What to work on —
Write the records out again, precisely as they stand.

Referring expression data:
+++

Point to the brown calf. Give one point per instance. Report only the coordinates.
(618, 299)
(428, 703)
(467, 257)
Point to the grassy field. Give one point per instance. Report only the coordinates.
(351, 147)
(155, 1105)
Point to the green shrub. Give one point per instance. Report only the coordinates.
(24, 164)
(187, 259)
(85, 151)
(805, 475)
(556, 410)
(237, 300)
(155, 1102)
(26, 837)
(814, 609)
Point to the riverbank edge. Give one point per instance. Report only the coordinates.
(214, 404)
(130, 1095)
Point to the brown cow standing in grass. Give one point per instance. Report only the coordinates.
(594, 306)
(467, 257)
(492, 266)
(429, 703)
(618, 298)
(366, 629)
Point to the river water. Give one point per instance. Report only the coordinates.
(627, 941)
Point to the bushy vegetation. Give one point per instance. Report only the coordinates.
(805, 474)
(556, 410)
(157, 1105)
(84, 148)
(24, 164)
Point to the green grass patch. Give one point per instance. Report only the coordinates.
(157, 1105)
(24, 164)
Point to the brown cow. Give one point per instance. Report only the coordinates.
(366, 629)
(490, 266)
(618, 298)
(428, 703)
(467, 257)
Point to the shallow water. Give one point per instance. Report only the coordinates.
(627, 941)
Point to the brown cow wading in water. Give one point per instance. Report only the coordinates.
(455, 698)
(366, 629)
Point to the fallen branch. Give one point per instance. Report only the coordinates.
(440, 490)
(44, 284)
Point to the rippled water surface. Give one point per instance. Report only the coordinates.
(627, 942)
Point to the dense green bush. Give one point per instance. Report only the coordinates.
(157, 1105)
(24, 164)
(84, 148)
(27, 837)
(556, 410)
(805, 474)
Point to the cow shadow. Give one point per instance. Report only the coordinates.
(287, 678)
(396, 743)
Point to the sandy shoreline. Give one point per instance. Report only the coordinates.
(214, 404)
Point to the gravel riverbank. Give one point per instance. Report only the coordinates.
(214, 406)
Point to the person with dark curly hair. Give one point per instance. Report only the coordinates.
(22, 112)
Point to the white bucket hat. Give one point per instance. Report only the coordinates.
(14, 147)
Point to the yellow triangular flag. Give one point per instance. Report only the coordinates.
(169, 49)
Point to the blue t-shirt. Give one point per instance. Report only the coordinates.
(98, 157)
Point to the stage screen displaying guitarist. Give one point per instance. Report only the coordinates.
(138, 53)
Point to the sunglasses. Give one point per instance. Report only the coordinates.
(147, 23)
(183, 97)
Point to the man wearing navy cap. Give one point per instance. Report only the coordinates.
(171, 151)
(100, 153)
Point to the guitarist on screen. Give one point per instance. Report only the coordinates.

+++

Exercise output —
Point to the brown calf. Give one point per instance. Report only the coordinates.
(618, 299)
(428, 703)
(467, 257)
Point to the grassy field. Give one point per instance. Report only the coordinates.
(351, 147)
(155, 1105)
Point to the green shrub. Give one point per instance. Report only the coordinates.
(24, 164)
(187, 259)
(85, 151)
(805, 475)
(556, 410)
(237, 300)
(155, 1102)
(26, 837)
(814, 609)
Point to the riverbank edge. Give one point per instance. Report only the coordinates.
(214, 404)
(130, 1095)
Point to the brown cow standing in grass. Give one point per instance. Report only the coordinates.
(594, 306)
(467, 257)
(492, 266)
(429, 703)
(618, 298)
(366, 629)
Point to the river water. Give one point per instance. Report only the coordinates.
(627, 941)
Point to the bushy vegetation. Give one point per instance. Report only the coordinates.
(805, 474)
(556, 410)
(157, 1105)
(84, 148)
(24, 164)
Point to the green grass patch. Give one point per instance. Report only the coordinates.
(157, 1105)
(24, 164)
Point to the brown cow. Give one point per instance. Report only the coordinates.
(366, 629)
(490, 266)
(618, 298)
(428, 703)
(467, 257)
Point to the shallow water. Give one point per instance. Report only the coordinates.
(627, 941)
Point to the brown cow wading in water. Give one point per instance. Report only the coordinates.
(455, 698)
(366, 629)
Point to the fallen branch. Give one point per instance. Report only the coordinates.
(440, 490)
(44, 284)
Point to the rippled water surface. Give one point per instance. Report only the coordinates.
(627, 942)
Point to the dense green bush. Give one point per instance. Report only the coordinates.
(157, 1105)
(24, 164)
(84, 148)
(27, 837)
(556, 410)
(805, 474)
Point to the cow shadow. Give one point per instance. Report only the coordinates.
(287, 678)
(396, 743)
Point to the sandy shoreline. Give one point per instance. Report only the coordinates.
(214, 404)
Point to the gravel riverbank. Give one point per instance. Report only the coordinates.
(214, 406)
Point to the person with dark curly hair. Give one point per instance. Report only the coordinates.
(22, 112)
Point to the white bucket hat. Give one point per instance. Report only the coordinates.
(14, 147)
Point to the yellow triangular flag. Give one point per instance. Report only the coordinates.
(169, 49)
Point to the blue t-shirt. Give one point per instance. Report only the coordinates.
(98, 157)
Point to the stage screen displaying guitarist. Give one point per instance. Report only the coordinates.
(138, 53)
Point to the sunglasses. Give one point per instance. Report only the coordinates.
(147, 23)
(183, 97)
Point to the man wearing navy cap. Give one point per instance. Report only the coordinates.
(171, 151)
(100, 153)
Point to the guitarist on screen. Give one point per instance. Report only the coordinates.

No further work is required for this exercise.